_Source material_

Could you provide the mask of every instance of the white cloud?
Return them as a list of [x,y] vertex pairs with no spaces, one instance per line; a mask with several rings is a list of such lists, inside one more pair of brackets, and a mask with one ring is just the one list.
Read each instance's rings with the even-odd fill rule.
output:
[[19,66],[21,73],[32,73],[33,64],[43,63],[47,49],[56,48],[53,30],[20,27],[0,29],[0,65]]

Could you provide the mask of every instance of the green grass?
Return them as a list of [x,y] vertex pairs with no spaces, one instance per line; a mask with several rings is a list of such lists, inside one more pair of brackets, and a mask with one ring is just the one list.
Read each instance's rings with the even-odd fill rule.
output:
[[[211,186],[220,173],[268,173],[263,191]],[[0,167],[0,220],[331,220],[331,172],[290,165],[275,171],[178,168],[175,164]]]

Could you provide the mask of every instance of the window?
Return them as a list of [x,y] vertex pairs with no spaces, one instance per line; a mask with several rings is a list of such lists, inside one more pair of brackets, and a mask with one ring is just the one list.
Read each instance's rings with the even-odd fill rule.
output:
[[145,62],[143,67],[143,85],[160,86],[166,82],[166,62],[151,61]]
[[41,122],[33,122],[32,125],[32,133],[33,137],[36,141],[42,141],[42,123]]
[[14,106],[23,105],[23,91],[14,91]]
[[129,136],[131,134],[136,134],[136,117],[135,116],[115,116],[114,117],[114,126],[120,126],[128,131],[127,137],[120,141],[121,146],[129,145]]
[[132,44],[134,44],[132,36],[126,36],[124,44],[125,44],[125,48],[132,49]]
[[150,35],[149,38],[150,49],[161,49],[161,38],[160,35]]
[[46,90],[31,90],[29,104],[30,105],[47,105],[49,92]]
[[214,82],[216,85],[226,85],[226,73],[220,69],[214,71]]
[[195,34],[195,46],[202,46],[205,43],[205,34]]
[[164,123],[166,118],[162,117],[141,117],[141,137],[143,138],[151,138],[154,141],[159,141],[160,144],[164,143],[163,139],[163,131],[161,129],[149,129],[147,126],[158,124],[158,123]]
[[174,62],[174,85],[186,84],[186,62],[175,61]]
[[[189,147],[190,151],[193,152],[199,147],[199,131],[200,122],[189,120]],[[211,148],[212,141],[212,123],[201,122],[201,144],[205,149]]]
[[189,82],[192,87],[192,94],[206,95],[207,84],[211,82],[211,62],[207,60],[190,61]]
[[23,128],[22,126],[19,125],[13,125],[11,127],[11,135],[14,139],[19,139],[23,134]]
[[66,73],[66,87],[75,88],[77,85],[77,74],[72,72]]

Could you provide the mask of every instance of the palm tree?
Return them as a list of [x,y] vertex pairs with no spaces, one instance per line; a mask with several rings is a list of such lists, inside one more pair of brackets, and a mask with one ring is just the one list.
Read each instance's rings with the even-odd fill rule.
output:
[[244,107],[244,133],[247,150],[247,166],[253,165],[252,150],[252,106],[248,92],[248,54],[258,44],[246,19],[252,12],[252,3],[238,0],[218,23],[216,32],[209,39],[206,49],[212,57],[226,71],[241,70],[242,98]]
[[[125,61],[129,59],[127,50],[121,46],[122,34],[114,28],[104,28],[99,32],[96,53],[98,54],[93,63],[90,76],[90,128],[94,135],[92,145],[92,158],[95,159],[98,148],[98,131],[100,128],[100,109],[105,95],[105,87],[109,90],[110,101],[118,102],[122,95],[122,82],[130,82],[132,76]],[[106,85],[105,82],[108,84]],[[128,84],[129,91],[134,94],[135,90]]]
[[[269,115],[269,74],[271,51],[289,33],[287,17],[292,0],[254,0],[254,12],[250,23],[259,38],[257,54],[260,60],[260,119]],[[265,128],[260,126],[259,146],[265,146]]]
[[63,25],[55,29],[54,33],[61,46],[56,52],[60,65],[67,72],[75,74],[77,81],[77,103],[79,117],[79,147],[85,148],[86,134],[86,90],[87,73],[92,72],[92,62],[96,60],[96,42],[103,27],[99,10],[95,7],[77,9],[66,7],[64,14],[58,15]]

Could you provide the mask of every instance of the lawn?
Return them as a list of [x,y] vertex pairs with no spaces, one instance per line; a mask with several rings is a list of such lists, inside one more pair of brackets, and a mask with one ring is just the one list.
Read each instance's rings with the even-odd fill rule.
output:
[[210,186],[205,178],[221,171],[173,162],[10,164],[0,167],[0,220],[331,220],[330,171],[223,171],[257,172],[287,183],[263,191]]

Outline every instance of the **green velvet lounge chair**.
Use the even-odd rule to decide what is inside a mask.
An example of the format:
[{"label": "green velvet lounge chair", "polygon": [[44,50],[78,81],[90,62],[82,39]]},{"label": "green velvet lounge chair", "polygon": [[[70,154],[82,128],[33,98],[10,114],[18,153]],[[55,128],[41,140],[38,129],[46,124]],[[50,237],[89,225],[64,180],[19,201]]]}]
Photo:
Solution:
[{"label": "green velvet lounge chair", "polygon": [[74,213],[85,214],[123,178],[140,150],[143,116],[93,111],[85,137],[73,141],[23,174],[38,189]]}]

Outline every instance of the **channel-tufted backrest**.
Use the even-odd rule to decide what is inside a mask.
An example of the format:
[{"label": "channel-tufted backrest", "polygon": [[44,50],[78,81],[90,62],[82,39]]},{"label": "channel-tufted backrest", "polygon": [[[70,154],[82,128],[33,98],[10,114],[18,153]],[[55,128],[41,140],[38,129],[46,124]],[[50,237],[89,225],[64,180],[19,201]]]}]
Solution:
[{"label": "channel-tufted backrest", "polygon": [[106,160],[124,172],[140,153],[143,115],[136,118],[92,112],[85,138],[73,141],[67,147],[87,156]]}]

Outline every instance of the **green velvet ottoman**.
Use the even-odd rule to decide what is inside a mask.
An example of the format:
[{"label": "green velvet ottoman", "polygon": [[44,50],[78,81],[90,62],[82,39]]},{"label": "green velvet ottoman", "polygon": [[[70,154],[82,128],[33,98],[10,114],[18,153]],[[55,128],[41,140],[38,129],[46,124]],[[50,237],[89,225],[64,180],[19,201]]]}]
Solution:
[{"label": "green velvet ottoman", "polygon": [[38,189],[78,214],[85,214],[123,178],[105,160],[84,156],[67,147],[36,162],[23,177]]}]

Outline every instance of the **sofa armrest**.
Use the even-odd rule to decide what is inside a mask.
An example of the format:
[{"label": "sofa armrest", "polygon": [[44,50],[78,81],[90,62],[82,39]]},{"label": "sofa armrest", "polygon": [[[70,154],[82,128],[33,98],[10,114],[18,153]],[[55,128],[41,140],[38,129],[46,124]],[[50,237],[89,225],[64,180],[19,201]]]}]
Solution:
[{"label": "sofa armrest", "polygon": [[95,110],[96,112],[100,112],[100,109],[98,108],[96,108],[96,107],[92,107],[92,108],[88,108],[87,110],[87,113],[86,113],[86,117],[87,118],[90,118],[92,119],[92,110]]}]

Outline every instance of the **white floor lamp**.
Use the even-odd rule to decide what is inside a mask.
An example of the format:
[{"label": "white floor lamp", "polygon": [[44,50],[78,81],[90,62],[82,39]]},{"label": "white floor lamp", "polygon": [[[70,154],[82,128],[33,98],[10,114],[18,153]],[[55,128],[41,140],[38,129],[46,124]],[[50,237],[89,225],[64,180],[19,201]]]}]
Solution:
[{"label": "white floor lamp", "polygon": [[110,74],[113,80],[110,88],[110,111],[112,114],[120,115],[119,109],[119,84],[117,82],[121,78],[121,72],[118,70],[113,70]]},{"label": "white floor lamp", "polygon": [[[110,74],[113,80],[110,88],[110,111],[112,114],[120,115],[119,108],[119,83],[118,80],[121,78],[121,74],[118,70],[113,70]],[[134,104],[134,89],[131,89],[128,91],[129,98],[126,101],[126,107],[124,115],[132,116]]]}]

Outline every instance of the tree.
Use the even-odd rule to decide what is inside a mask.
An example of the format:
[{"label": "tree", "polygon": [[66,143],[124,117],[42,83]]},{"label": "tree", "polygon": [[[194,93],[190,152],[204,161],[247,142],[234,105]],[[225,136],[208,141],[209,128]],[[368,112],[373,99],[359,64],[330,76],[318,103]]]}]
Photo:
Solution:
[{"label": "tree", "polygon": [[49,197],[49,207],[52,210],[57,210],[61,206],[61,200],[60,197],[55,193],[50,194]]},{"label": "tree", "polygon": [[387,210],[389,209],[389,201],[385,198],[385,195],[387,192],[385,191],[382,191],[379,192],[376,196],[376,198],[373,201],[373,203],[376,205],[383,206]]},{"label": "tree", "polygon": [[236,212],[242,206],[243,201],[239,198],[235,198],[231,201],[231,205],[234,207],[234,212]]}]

_Directions_
Change "Solution" to "Answer" throughout the stretch from the line containing "Outline every instance of the **white" through the end of the records, leave everything else unchanged, and give only those lines.

_Reply to the exercise_
Outline every instance of the **white floor lamp**.
Use the even-odd rule to decide what is inside a mask.
An example of the format:
[{"label": "white floor lamp", "polygon": [[44,50],[78,81],[90,62],[82,39]]},{"label": "white floor lamp", "polygon": [[[70,154],[82,128],[33,98],[10,114],[18,153]],[[55,128],[41,140],[38,129],[46,124]],[[50,237],[89,225],[64,180],[19,201]]]}]
Answer:
[{"label": "white floor lamp", "polygon": [[110,74],[113,80],[110,88],[110,111],[112,114],[120,115],[119,109],[119,84],[117,82],[121,78],[121,72],[118,70],[113,70]]},{"label": "white floor lamp", "polygon": [[[110,74],[113,80],[110,88],[110,111],[112,114],[120,115],[119,108],[119,83],[118,80],[121,78],[121,74],[118,70],[113,70]],[[134,104],[134,89],[131,89],[128,91],[129,98],[126,101],[126,107],[124,115],[132,116]]]}]

Outline every instance of the tree.
Use the even-odd rule to decide what is inside a mask.
An example of the format:
[{"label": "tree", "polygon": [[66,143],[124,117],[42,83]]},{"label": "tree", "polygon": [[[194,93],[190,152],[204,161],[247,142],[234,105]],[[225,136],[208,141],[209,128]],[[368,112],[373,99],[359,64],[330,76],[318,103]]]}]
Photo:
Answer:
[{"label": "tree", "polygon": [[49,197],[49,207],[52,210],[57,210],[61,206],[61,200],[60,197],[55,193],[50,194]]},{"label": "tree", "polygon": [[387,210],[389,209],[389,201],[385,198],[385,195],[387,192],[385,191],[382,191],[379,192],[376,196],[376,198],[373,201],[373,203],[376,205],[383,206]]},{"label": "tree", "polygon": [[236,212],[242,206],[243,201],[239,198],[235,198],[231,201],[231,205],[234,207],[234,212]]}]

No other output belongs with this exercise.